▸ **What you have to do**: Whenever a line contains the string "aircraft", copy it out of the entries.

(Beginning of Provided information)

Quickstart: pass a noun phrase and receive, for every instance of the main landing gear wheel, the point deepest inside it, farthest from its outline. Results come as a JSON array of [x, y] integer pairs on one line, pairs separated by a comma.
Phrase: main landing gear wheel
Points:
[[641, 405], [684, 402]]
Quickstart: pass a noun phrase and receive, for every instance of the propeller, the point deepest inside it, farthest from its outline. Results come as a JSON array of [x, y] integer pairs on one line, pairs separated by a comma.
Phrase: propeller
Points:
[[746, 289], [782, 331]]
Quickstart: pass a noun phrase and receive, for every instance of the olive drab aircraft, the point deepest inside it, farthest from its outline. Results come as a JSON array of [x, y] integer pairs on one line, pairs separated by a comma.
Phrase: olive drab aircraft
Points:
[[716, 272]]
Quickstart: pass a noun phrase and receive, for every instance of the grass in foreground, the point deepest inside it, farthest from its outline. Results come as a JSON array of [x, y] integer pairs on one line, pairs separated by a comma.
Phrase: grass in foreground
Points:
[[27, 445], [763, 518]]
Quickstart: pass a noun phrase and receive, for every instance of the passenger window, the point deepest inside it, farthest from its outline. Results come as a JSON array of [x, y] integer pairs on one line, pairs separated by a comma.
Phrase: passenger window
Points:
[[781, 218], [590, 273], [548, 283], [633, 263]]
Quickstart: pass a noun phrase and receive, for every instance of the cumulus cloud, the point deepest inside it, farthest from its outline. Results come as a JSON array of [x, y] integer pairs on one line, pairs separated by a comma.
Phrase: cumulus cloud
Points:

(End of Provided information)

▸ **Result for this task**:
Quickstart: pass a noun phrase and receive, for every instance of the olive drab aircraft, the point deepest inside it, farthest from its outline. Results come as a JSON array of [x, y] integer pairs on one line, pairs separated by a comma.
Phrase: olive drab aircraft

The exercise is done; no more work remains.